## TASK DESCRIPTION
Reproduce every entry exactly as given.

## RECORDS PROVIDED
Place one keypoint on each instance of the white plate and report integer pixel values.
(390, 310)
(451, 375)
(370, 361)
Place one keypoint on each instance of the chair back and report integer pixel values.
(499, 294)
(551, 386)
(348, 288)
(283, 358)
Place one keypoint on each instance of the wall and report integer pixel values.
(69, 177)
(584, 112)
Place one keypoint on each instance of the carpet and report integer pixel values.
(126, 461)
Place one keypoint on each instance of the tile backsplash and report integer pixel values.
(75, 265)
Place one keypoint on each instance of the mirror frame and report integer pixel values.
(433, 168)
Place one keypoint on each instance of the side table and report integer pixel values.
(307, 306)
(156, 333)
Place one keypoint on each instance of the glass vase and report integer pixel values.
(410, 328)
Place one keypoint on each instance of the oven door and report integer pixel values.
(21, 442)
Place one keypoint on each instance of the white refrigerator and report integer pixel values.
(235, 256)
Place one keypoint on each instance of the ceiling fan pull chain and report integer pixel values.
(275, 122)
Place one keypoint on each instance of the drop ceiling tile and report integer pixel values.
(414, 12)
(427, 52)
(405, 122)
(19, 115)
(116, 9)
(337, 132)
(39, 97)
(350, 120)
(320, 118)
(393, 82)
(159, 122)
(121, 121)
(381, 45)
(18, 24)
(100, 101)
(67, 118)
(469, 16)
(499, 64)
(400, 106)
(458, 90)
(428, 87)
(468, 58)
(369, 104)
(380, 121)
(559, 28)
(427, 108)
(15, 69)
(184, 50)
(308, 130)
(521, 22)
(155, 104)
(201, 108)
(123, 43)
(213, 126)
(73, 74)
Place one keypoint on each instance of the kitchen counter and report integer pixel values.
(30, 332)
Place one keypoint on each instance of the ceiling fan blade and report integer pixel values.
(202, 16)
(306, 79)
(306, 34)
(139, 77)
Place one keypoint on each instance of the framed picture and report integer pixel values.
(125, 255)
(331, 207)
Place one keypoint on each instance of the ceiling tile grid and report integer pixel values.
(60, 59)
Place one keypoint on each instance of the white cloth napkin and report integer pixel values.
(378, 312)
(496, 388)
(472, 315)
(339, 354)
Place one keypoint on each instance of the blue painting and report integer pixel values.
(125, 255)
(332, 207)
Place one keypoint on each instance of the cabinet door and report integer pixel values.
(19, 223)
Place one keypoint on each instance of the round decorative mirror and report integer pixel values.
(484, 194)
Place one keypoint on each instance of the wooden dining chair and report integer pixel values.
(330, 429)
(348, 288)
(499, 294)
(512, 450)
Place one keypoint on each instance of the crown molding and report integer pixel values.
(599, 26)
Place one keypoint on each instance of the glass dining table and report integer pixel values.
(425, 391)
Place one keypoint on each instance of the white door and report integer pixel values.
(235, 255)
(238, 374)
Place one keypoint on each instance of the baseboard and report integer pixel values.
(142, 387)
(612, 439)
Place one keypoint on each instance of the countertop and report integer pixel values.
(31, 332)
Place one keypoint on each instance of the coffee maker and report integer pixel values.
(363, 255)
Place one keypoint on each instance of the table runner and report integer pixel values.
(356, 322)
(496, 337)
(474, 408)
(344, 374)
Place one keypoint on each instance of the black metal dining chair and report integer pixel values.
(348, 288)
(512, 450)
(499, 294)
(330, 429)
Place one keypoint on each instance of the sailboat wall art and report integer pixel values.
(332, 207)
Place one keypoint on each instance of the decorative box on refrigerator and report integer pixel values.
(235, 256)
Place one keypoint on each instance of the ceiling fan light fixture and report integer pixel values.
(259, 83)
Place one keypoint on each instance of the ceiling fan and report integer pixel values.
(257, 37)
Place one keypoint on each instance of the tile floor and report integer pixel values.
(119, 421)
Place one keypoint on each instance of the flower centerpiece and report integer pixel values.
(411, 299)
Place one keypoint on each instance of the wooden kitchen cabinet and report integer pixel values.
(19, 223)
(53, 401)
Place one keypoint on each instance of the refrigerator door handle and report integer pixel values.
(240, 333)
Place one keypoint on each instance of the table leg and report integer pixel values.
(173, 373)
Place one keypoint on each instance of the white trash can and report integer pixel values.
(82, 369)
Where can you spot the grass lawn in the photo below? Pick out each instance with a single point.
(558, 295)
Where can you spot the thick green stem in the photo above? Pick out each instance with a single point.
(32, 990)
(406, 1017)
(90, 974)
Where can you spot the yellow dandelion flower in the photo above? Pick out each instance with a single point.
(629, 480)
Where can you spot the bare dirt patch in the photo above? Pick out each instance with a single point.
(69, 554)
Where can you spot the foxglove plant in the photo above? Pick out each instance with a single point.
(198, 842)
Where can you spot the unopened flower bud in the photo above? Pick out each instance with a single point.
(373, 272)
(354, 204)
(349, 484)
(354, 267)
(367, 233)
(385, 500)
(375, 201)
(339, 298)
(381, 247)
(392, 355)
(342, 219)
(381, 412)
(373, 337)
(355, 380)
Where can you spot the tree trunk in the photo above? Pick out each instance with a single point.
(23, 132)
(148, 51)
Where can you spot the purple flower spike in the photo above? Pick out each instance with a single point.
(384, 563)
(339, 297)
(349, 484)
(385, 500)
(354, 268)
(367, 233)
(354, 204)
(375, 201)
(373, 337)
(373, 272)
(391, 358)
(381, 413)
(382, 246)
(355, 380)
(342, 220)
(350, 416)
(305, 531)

## WRITTEN ANSWER
Place one keypoint on each instance of the white plate and report integer pixel values.
(390, 310)
(451, 375)
(370, 361)
Place one keypoint on each instance of the chair back and report integer pixel values.
(499, 294)
(551, 386)
(348, 288)
(283, 358)
Place one keypoint on each instance of the wall and report integer pixel values.
(69, 177)
(584, 112)
Place one keypoint on each instance of the carpet and report integer pixel values.
(126, 461)
Place one keypoint on each instance of the tile backsplash and report integer pixel values.
(75, 265)
Place one keypoint on each instance of the mirror frame and report integer pixel values.
(433, 168)
Place one keypoint on each instance of the side table and report integer pixel values.
(307, 306)
(156, 333)
Place one keypoint on each instance of the glass vase and report integer pixel values.
(410, 328)
Place one keypoint on each instance of the oven door and report integer pixel values.
(21, 442)
Place one keypoint on each instance of the white refrigerator and report integer pixel values.
(235, 256)
Place one keypoint on each instance of the ceiling fan pull chain and report integer pixel values.
(275, 122)
Place one keypoint on each instance of the drop ceiling tile and report integer pixel values.
(414, 12)
(427, 52)
(405, 122)
(19, 115)
(116, 9)
(337, 132)
(39, 97)
(350, 120)
(320, 118)
(393, 82)
(159, 122)
(121, 121)
(381, 45)
(18, 24)
(100, 101)
(67, 118)
(469, 16)
(499, 64)
(400, 106)
(458, 90)
(428, 87)
(468, 58)
(369, 104)
(380, 121)
(559, 28)
(427, 108)
(15, 69)
(184, 50)
(308, 130)
(521, 22)
(155, 104)
(201, 108)
(123, 43)
(213, 126)
(73, 74)
Place one keypoint on each instance of the kitchen counter and report integer pixel values.
(30, 332)
Place one keypoint on each instance of the ceiling fan blade and report integer pixel values.
(202, 16)
(306, 79)
(306, 34)
(139, 77)
Place one keypoint on each instance of the framed picture and report integer pixel values.
(125, 255)
(331, 207)
Place one keypoint on each instance of the ceiling tile grid and report integer pixel values.
(60, 59)
Place one keypoint on each instance of the white cloth napkin and report integer pixel values.
(378, 312)
(496, 388)
(472, 315)
(339, 354)
Place one keypoint on each instance of the blue painting and report integer pixel values.
(125, 255)
(332, 207)
Place one keypoint on each instance of the cabinet door and report integer pixel values.
(19, 223)
Place one keypoint on each instance of the round decorative mirror and report integer pixel values.
(484, 194)
Place one keypoint on each instance of the wooden dining chair and report integer pixel values.
(330, 429)
(348, 288)
(499, 294)
(512, 450)
Place one keypoint on each instance of the crown molding and report integer pixel values.
(599, 26)
Place one keypoint on each instance of the glass dining table and report integer pixel values.
(425, 391)
Place one keypoint on each instance of the white door and report integer pixel values.
(235, 255)
(238, 374)
Place one keypoint on each instance of the baseboard and report integer pixel values.
(142, 387)
(612, 439)
Place one keypoint on each instance of the countertop and report integer pixel values.
(31, 332)
Place one keypoint on each instance of the coffee maker and report integer pixel values.
(363, 255)
Place one keypoint on each instance of the table runner and report integer pixel values.
(356, 322)
(496, 337)
(474, 408)
(344, 374)
Place one keypoint on each instance of the black metal dining chair and report integer pixel values.
(348, 288)
(512, 450)
(499, 294)
(330, 429)
Place one keypoint on each instance of the sailboat wall art and report integer pixel values.
(332, 207)
Place one keypoint on each instance of the decorative box on refrigerator and report integer pixel values.
(235, 256)
Place one keypoint on each instance of the ceiling fan light fixture and report integer pixel values.
(259, 83)
Place one keypoint on each instance of the ceiling fan and report integer pixel values.
(257, 37)
Place one keypoint on each instance of the tile floor and report integer pixel values.
(119, 421)
Place one keypoint on each instance of the flower centerpiece and report integer pixel values.
(411, 299)
Place one keypoint on each instance of the wooden kitchen cabinet and report integer pixel values.
(19, 223)
(53, 401)
Place one keypoint on each instance of the refrigerator door handle and report integer pixel values.
(240, 333)
Place one keypoint on each instance of the table leg and report integer pixel values.
(173, 373)
Place one keypoint on each instance of the white trash can and report integer pixel values.
(82, 369)
Where can you spot the grass lawn in the photo below? Pick out each instance with a single point.
(558, 295)
Where can you spot the thick green stem in the photo above? Pick out each instance with a single point.
(32, 990)
(406, 1017)
(90, 974)
Where can you spot the yellow dandelion flower in the photo above? Pick out each instance with a single point.
(629, 480)
Where can you spot the bare dirt patch in the photo above? Pick out each instance with a single point.
(69, 554)
Where can you spot the foxglove plant in the photo above? Pick out each instance with a single point.
(198, 842)
Where can you spot the unopened flower bud in the photo above? Pick out each instance with a single point.
(373, 272)
(354, 204)
(349, 484)
(354, 267)
(367, 233)
(385, 500)
(375, 201)
(339, 298)
(381, 247)
(392, 355)
(342, 219)
(381, 412)
(373, 337)
(355, 380)
Where can you spot the tree trunk in the photo above? Pick out each instance with a single point.
(23, 132)
(148, 51)
Where can you spot the purple flower spike in the photo above? Pick out each instance with a single point.
(384, 563)
(339, 297)
(349, 484)
(385, 500)
(354, 268)
(367, 233)
(354, 204)
(375, 201)
(373, 337)
(373, 272)
(391, 358)
(381, 413)
(382, 246)
(355, 380)
(342, 220)
(350, 416)
(305, 531)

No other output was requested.